_TEXT SEGMENT_.
<<<<
3. BEGINNING OF LENIN'S REVOLUTIONARY ACTIVITIES. ST. PETERSBURG LEAGUE STRUGGLE FOR THE EMANCIPATION OF THE WORKING CLASS

Vladimir Ilyich Ulyanov (Lenin), the founder of Bolshevism, was born in the city of Simbirsk (now Ulyanovsk) in 1870. In 1887 Lenin entered the Kazan University, but was soon arrested and expelled from the university for taking part in the revolutionary student movement. In Kazan Lenin joined a Marxist circle formed by one Fedoseyev. Lenin later removed to Samara and soon afterwards the first Marxist circle in that city was formed with Lenin as the central figure. Already in those days Lenin amazed everyone by his thorough knowledge of Marxism.

At the end of 1893 Lenin removed to St. Petersburg. His very first utterances in the Marxist circles of that city made a deep impression on their members. His extraordinarily profound knowledge of Marx, his ability to apply Marxism to the economic and political situation of Russia at that time, his ardent and unshakable belief in the victory of the workers' cause, and his outstanding talent as an organizer made Lenin the acknowledged leader of the St. Petersburg Marxists.

Lenin enjoyed the warm affection of the politically advanced workers whom he taught in the circles.

"Our lectures," says the worker Babushkin recalling Lenin's teaching activities in the workers' circles, "were of a very lively and interesting character; we were all very pleased with these lectures and constantly admired the wisdom of our lecturer."
>>>>
_RAW DATA_.
<<<<
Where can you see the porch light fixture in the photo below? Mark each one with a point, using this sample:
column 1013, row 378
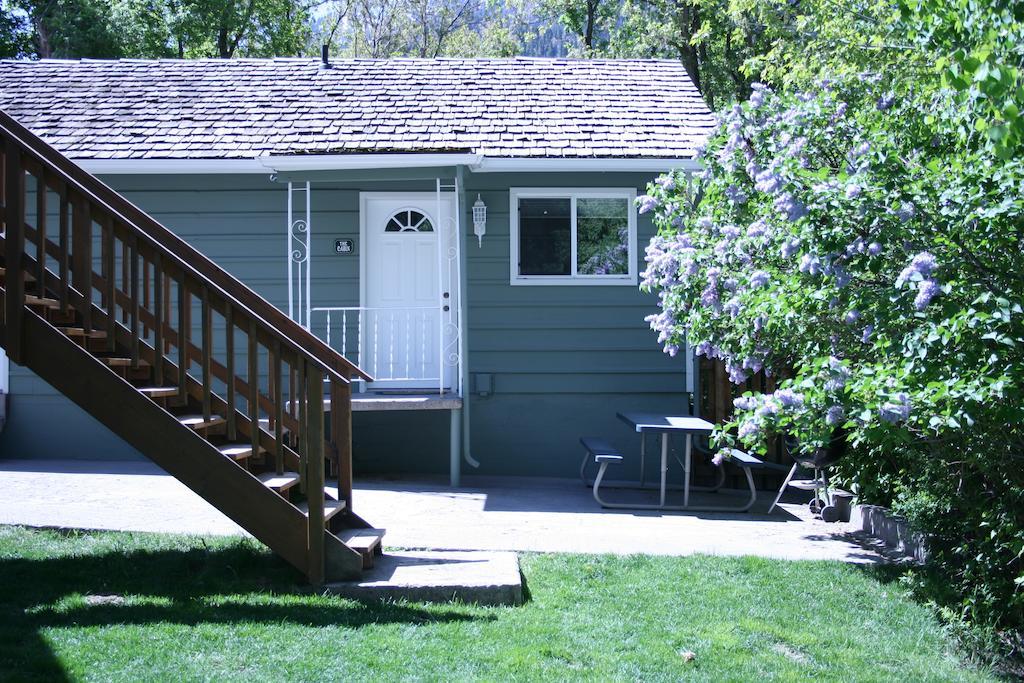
>>>>
_EXERCISES_.
#1 According to the passage on Lenin's early revolutionary activities, who formed the Marxist circle that Lenin joined in Kazan?
#2 Continue the passage on Lenin's early revolutionary activities from the point where it stops.

_FINAL ANSWERS_.
#1 A man named Fedoseyev.

#2
In 1895 Lenin united all the Marxist workers' circles in St. Petersburg (there were already about twenty of them) into a single League of Struggle for the Emancipation of the Working Class. He thus prepared the way for the founding of a revolutionary Marxist workers' party.

Lenin put before the League of Struggle the task of forming closer connections with the mass working-class movement and of giving it political leadership. Lenin proposed to pass from the propaganda of Marxism among the few politically advanced workers who gathered in the propaganda circles to political agitation among the broad masses of the working class on issues of the day. This turn towards mass agitation was of profound importance for the subsequent development of the working-class movement in Russia.

The nineties were a period of industrial boom. The number of workers was increasing. The working-class movement was gaining strength. In the period of 1895-99, according to incomplete data, not less than 221,000 workers took part in strikes. The working-class movement was becoming an important force in the political life of the country. The course of events was corroborating the view which the Marxists had championed against the Narodniks, namely, that the working class was to play the leading role in the revolutionary movement.

Under Lenin's guidance, the League of Struggle for the Emancipation of the Working Class linked up the struggle of the workers for economic demands—improvement of working conditions, shorter hours and higher wages—with the political struggle against tsardom. The League of Struggle educated the workers politically.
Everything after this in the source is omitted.